§ What to work on
1 > In the Porosothyone text, update the part that opens with the words containing "Porosothyone is an" and closes with "recognized the specimens.", putting "remains" in place of "fossils".
2 > In one to three sentences, explain how the Porosothyone text accounts for the genus name.
3 > Answer these questions from the Porosothyone text, one a line:
(a) What are the largest body length and width given for Porosothyone?
(b) In which formation is the holotype known from Pridoli?
(c) What elements make up the calcareous ring around the mouth?

§ Text
== == ==

Extinct genus of echinoderm

Porosothyone is an extinct genus of sea cucumber known from the Silurian of Australia, which includes a single species, Porosothyone picketti. It is regarded as the earliest body fossil of this group.

== Discovery and etymology ==
Its fossils are described from the upper Silurian sequences in the Yass Basin, New South Wales. Specimens, including the holotype, are known from Pridoli in the Elmside Formation, while there are also some fossils from upper Ludlow in the Black Bog Shale. The genus name comes from the Latin porosus, which means full of holes, after its highly perforate skin ossicles, and thyone, which is commonly used in the names of holothurian genera. The specific epithet is references John Picket, from the Geological Survey of New South Wales, who first recognized the specimens.

== Description ==
Porosothyone is a cigar-shaped sea cucumber with a body up to 40 mm in length and 7 mm wide, both ends being slightly narrower. Its body is covered by overlapping, highly perforated sieve plate skin ossicles which are wider than long, with broadly curved anterior margins and spires absent. Its ventral mouth is surrounded by a calcareous ring which consists of five radial and five interradial elements.

== Classification ==
Porosothyone is one of the oldest known holothurians with articulated fossils. Although one analysis has put it inside the crown group Holothuria, as a stem group Apodida, its relationships within the holothurian crown group are not yet clearly resolved.

== == ==

§ Information supplied

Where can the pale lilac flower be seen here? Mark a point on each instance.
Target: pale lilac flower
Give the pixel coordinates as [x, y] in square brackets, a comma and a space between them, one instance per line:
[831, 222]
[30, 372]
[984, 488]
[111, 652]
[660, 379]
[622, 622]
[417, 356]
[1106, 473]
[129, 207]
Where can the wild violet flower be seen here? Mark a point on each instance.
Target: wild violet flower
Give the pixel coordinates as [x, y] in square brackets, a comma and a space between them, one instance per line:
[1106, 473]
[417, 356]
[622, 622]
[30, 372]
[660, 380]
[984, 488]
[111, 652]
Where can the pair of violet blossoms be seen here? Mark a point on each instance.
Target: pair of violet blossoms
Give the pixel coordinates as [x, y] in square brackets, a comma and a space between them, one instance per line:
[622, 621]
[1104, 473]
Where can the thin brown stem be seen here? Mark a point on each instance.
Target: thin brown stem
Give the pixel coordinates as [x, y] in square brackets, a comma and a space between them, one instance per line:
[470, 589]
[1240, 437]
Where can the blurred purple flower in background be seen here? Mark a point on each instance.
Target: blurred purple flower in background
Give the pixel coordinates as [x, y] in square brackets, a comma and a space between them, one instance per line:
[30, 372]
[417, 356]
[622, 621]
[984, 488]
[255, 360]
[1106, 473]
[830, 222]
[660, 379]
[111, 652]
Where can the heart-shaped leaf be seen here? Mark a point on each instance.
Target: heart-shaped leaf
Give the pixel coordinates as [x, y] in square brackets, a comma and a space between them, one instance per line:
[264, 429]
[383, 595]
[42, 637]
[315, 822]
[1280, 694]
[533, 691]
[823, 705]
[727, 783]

== == ==

§ Solutions
1 >
Porosothyone is an extinct genus of sea cucumber known from the Silurian of Australia, which includes a single species, Porosothyone picketti. It is regarded as the earliest body fossil of this group.

== Discovery and etymology ==
Its remains are described from the upper Silurian sequences in the Yass Basin, New South Wales. Specimens, including the holotype, are known from Pridoli in the Elmside Formation, while there are also some remains from upper Ludlow in the Black Bog Shale. The genus name comes from the Latin porosus, which means full of holes, after its highly perforate skin ossicles, and thyone, which is commonly used in the names of holothurian genera. The specific epithet is references John Picket, from the Geological Survey of New South Wales, who first recognized the specimens.

2 > The name joins the Latin porosus, meaning full of holes, chosen for the animal's highly perforate skin ossicles, with thyone, which is commonly used in the names of holothurian genera.

3 >
(a) Up to 40 mm long and 7 mm wide.
(b) The Elmside Formation.
(c) Five radial and five interradial elements.